• AUFGABEN:
1. Erläutern Sie anhand des Quellenauszugs zur Mittelaufbringung in ein bis drei Sätzen, gegenüber wem die Aufbringungserklärung abgegeben wird und wozu die darin enthaltenen Angaben dienen.
2. Beantworten Sie zum Quellenauszug zur Mittelaufbringung jeweils kurz:
(a) Wo bilden die Mittel ein Sondervermögen?
(b) Wer legt die Quoten fest, in deren Rahmen die Mittel vergeben werden?
(c) Womit erklärt sich die Bundesregierung in den meisten Punkten einverstanden?
3. Führen Sie den Quellenauszug zur Mittelaufbringung und zur Neufassung des Gesetzentwurfs im selben Stil fort, beginnend nach seinem letzten Satz.
━━ QUELLENAUSZUG
Bei der Verwaltung und Verwendung der Mittel gestattet das Gesetz die finanzielle Abwicklung nach Grundsätzen, die den auf dem Kapitalmarkt geltenden Regeln angepaßt sind. Die Aufbringung der Mittel erfolgt in der Weise, daß der Aufbringungsschuldner gegenüber dem zuständigen Finanzamt eine Aufbringungserklärung abgibt, welche die zur Überprüfung der richtigen Anwendung der Bemessungsgrundlage erforderlichen Angaben enthält. Abgesehen hiervon soll derjenige, der seiner Aufbringungspflicht nachkommt, nur mit dem üblichen Apparat des Kapitalmarktes, insbesondere also mit Banken, zu tun haben. Auf dem Wege über den Bankenapparat fließen die Mittel an die Industriekreditbank und bilden dort ein Sondervermögen. Die Industriekreditbank vérgibt die Mittel im Rahmen von Quoten, die das Bundeswirtschaftsministerium festlegt, und nach Weisung des für die Verwaltung und Verwendung bestellten Kuratoriums.
Der Bundesrat hat nun eine völlige Neufassung des Gesetzentwurfes vorgelegt, die jedoch in ihrem Aufbau der Vorlage der Bundesregierung entspricht und zum großen Teil nur redaktionelle und technische Änderungen enthält. Die Bundesregierung erklärt sich mit den Änderungen des Bundesrats in den meisten Punkten einverstanden, sie stimmt jedoch mit ihm insoweit nicht überein, als er die Befreiung unter anderem auch auf alle Versorgungsb etriebe der öffentlichen Hand erstrecken will "und den Bemessungsmaßstab des Gemeinschaftsausschusses, den die Bundesregierung dem Gesetzentwurf zugrunde gelegt hatte, durch einen völlig neuen Maßstab ersetzen will.
━━━━
━━ EXTRAHIERTE DATEN
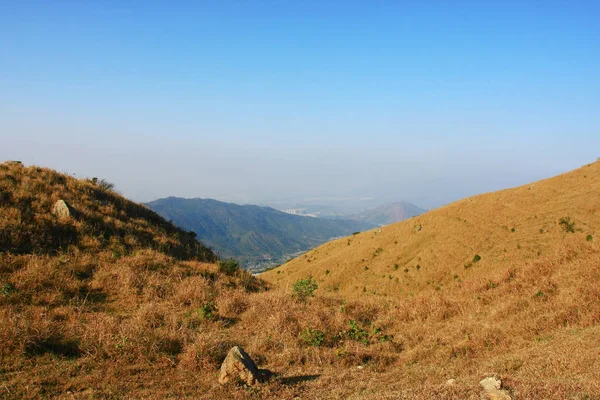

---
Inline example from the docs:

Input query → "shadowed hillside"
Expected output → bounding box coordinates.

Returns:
[147,197,374,270]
━━━━
• GELÖSTE AUFGABEN:
1. Der Aufbringungsschuldner gibt die Aufbringungserklärung gegenüber dem zuständigen Finanzamt ab. Sie enthält die Angaben, die erforderlich sind, um die richtige Anwendung der Bemessungsgrundlage zu überprüfen.

2.
(a) Bei der Industriekreditbank.
(b) Das Bundeswirtschaftsministerium.
(c) Mit den Änderungen des Bundesrats.

3.
Im einzelnen darf bemerkt werden: Nach § 1 wird die Verwendung der Mittel auf Kohle, Eisen, Stahl und Energie beschränkt, ist jedoch nach § 29 Abs. 2 in Höhe von 10 % des Aufbringungsbetrages auch für andere Engpaßindustrien möglich. Im § 1 ist ferner der Aufbringungsbetrag mit einer Milliarde DM festgelegt. Nach §§ 2 bis 4 schließen sich Aufbringungspflicht und Befreiungen von der Aufbringung grundsätzlich an das Gewerbesteuerrecht an.
Im Gegensatz zum Bundesrat möchte die Bundesregierung die Rundfunkunternehmen im Hinblick auf ihre erheblichen Investitionen und ihre erheblichen Einkünfte in die Aufbringungspflicht einbeziehen.
Im Gegensatz zum Bundesrat hat die Bundesregierung ferner Bedenken gegen die vom Bundesrat vorgeschlagene Befreiung der Hochsee- und Küstenschiffahrt, jedoch nicht gegen die Befreiung der Hochsee- und Küstenfischerei.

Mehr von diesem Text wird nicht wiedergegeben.